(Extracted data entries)
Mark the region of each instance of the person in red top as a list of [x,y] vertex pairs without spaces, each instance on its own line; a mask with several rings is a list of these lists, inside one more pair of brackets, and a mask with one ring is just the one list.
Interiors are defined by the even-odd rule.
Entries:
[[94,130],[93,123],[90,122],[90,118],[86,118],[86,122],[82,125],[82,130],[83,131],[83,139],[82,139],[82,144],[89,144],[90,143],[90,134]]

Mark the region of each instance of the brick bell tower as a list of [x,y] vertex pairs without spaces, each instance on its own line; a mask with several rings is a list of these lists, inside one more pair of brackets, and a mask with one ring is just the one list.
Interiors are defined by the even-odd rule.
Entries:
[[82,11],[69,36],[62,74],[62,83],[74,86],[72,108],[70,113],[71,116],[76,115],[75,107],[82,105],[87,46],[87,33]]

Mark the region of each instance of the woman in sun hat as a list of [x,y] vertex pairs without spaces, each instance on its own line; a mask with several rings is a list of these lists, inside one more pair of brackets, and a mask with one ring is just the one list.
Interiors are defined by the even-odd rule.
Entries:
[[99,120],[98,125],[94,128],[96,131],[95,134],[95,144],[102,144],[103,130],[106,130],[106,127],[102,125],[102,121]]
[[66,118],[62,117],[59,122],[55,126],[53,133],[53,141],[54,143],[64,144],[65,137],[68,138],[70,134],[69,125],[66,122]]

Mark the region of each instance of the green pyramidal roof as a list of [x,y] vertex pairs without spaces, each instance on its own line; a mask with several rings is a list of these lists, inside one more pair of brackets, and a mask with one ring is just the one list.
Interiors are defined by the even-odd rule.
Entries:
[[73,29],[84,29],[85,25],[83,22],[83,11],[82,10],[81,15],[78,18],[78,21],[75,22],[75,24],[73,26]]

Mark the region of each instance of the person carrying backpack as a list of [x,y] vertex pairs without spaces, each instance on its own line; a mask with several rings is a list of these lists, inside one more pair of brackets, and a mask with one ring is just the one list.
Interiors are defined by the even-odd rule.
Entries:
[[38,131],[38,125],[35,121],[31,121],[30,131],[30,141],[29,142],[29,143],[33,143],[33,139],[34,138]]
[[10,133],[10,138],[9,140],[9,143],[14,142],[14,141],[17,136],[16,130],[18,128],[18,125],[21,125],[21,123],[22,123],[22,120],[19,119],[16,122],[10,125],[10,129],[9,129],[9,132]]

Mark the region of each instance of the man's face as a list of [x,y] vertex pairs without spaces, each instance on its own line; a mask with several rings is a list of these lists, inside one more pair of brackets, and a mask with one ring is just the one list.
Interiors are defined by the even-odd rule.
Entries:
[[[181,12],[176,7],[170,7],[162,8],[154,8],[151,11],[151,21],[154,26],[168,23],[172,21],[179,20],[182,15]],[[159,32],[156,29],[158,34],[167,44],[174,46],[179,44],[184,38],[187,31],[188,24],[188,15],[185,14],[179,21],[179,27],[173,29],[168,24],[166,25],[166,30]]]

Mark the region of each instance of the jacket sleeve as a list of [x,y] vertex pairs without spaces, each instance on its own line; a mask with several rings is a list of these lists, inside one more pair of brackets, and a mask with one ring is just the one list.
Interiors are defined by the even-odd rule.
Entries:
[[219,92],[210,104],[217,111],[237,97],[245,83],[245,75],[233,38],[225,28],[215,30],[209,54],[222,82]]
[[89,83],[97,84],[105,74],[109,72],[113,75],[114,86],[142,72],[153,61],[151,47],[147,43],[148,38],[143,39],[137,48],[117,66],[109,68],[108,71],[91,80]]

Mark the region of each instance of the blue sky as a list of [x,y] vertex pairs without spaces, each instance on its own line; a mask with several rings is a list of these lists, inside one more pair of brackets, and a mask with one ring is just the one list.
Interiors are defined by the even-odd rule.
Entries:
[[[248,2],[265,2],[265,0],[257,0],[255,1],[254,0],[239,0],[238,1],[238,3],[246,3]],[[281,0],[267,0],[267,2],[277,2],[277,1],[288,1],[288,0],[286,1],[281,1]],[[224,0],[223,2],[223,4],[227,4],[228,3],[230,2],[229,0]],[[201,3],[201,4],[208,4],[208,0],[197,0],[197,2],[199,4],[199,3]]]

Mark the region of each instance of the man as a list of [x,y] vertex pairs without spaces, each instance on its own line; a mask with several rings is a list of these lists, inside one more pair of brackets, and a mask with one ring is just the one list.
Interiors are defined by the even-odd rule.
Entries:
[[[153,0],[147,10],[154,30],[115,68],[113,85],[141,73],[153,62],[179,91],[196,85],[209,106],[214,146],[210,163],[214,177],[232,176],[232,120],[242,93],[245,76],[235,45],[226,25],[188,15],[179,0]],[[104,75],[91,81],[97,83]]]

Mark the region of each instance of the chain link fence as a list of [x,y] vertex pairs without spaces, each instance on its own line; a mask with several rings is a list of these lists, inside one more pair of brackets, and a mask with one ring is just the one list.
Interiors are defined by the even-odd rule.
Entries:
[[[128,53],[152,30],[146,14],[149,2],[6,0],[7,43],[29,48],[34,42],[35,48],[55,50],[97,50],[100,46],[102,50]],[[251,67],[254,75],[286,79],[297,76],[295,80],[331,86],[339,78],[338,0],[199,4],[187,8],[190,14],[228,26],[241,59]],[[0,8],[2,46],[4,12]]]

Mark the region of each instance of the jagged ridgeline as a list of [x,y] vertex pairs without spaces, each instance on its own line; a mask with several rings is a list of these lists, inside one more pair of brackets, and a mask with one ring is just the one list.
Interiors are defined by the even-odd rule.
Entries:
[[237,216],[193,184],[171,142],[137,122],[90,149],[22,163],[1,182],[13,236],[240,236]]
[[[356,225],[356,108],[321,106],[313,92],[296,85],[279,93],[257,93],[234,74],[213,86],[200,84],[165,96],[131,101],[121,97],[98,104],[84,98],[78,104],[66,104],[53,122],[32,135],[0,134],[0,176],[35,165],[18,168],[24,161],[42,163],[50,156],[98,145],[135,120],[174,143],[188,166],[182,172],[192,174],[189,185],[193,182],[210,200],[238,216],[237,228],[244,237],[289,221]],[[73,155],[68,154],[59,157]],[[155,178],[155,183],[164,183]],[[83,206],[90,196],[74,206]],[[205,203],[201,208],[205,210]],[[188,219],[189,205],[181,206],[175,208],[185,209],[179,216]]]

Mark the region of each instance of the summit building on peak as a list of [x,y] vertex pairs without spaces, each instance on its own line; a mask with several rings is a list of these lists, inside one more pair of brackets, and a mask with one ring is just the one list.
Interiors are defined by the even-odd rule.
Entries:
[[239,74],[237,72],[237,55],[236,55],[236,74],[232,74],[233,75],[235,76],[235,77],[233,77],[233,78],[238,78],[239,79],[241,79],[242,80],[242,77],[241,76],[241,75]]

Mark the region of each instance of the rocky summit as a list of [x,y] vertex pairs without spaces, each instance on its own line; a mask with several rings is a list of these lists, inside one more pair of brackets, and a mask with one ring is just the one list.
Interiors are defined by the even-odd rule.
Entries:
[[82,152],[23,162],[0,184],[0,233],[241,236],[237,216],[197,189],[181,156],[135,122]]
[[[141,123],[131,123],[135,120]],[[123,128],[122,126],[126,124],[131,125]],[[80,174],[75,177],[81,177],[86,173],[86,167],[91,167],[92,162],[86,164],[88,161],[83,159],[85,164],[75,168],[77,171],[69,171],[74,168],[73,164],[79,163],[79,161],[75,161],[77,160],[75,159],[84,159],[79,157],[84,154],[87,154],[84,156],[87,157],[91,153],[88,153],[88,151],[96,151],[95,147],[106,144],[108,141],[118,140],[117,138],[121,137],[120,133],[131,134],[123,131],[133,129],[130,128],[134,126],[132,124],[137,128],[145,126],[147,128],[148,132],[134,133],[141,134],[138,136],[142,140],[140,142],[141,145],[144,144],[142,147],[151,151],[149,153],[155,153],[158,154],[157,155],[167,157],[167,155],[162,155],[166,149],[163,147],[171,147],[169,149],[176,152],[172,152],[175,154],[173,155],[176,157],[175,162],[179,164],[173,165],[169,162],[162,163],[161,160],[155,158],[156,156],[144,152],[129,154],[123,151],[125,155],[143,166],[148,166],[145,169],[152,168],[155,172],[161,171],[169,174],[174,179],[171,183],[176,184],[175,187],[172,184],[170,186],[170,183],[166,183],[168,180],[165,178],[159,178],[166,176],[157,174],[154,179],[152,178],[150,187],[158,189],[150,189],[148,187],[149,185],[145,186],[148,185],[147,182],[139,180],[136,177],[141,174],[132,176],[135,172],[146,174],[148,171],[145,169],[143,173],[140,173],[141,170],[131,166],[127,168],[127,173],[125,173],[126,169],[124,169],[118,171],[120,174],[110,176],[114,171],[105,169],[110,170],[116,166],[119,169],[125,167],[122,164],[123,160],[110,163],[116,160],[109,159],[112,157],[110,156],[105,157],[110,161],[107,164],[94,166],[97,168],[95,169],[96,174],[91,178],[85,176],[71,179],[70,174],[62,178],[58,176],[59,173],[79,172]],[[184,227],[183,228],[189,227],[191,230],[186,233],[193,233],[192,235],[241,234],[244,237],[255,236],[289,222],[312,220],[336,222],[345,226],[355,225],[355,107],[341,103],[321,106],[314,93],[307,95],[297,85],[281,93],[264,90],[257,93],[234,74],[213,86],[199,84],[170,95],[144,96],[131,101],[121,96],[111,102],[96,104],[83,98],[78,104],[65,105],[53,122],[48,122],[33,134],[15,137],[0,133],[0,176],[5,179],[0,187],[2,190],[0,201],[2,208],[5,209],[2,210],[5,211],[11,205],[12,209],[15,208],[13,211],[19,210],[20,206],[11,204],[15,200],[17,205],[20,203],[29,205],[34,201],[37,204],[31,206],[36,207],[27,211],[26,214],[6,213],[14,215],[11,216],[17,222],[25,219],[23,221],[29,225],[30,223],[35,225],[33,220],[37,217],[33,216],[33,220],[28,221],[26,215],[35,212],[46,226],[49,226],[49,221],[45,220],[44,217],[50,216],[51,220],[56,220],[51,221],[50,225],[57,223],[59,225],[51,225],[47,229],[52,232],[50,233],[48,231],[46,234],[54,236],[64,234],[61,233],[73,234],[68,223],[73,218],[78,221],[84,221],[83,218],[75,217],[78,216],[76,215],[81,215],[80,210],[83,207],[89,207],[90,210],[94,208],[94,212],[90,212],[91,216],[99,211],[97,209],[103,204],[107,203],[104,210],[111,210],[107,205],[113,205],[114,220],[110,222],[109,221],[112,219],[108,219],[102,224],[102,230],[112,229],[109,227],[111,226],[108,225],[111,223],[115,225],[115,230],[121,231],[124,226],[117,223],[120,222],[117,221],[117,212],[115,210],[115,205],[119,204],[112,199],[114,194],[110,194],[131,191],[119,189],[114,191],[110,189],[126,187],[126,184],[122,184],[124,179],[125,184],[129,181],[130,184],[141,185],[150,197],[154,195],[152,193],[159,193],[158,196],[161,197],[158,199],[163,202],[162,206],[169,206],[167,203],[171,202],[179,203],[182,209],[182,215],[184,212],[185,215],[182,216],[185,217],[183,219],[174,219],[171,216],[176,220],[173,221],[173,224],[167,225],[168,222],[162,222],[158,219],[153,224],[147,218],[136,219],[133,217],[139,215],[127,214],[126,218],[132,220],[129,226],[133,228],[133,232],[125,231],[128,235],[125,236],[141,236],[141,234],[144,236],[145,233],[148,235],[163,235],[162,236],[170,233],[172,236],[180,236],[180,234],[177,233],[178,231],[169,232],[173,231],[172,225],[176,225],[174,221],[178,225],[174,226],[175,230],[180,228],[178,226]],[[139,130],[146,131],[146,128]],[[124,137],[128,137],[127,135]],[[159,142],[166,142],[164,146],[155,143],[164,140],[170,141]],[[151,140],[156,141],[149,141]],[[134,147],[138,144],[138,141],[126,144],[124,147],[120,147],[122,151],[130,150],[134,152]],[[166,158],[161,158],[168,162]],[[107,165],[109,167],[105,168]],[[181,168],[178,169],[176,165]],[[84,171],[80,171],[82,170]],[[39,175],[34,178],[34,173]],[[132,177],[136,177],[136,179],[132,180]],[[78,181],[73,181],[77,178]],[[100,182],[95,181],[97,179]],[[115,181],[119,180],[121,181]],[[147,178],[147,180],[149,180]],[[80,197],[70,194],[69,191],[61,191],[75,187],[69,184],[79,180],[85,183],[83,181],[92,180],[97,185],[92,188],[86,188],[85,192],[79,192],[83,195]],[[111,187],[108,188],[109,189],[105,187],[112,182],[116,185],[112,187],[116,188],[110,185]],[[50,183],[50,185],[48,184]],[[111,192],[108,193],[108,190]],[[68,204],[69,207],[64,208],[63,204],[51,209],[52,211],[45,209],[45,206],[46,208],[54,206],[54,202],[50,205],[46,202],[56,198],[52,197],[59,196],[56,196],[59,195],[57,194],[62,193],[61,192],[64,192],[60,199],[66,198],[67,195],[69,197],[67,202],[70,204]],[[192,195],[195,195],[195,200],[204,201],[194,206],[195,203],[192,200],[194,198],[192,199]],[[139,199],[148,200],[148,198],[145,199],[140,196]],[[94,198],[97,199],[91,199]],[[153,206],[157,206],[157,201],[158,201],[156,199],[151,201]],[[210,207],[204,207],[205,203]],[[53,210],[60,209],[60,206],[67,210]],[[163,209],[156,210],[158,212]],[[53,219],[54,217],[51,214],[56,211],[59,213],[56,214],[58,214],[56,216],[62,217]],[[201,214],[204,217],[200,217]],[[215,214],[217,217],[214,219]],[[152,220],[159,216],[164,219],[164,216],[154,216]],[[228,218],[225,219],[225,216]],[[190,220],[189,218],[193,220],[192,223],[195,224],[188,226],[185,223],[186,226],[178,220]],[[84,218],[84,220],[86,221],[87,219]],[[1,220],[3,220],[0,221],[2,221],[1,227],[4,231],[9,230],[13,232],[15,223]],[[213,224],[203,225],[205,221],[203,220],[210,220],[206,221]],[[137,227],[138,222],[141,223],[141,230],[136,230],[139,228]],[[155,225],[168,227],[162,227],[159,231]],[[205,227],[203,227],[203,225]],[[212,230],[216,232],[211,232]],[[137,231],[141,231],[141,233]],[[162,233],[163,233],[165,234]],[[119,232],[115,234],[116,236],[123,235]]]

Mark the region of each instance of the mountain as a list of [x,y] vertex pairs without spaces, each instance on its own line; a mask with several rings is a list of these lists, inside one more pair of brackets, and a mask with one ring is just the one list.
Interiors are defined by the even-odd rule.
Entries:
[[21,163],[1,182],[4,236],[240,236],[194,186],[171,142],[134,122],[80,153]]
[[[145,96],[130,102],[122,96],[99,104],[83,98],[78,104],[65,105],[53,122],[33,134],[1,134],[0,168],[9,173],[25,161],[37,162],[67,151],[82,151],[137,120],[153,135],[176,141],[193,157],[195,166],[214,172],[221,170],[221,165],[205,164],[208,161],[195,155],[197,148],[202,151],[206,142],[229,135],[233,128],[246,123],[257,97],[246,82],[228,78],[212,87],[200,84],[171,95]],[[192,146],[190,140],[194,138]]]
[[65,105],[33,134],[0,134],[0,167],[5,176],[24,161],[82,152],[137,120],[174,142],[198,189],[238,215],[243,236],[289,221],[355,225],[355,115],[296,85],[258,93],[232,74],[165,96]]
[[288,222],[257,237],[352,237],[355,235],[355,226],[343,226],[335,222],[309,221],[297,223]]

◆ Instructions to follow
Write out again, unchanged, every line from the line containing "Mark the region of each instance of the mountain" to the final line of the material above.

◆ Answer to this task
Mark the region of each instance of the mountain as a list of [x,y] vertex pairs without spaces, each instance on its own line; a mask with several rings is a list of these lists, inside one more pair of brackets, and a mask with one ring is just the one list.
Interiors are defined by the even-odd rule.
Entries:
[[21,163],[1,182],[4,236],[240,236],[194,186],[171,142],[134,122],[80,153]]
[[[145,96],[130,102],[122,96],[99,104],[83,98],[78,104],[65,105],[53,122],[33,134],[1,134],[0,168],[9,173],[25,161],[37,162],[67,151],[82,151],[137,120],[153,135],[176,141],[193,157],[195,166],[214,172],[221,170],[221,165],[205,164],[208,161],[195,155],[197,148],[202,151],[206,142],[229,135],[233,128],[246,123],[257,97],[246,82],[228,78],[212,87],[200,84],[171,95]],[[192,146],[190,140],[194,138]]]
[[65,105],[33,134],[0,134],[0,167],[5,176],[24,161],[82,152],[137,120],[174,142],[198,189],[238,215],[243,236],[289,221],[355,225],[355,115],[296,85],[258,93],[232,74],[165,96]]
[[288,222],[257,237],[352,237],[355,235],[355,226],[343,226],[335,222],[309,221],[297,223]]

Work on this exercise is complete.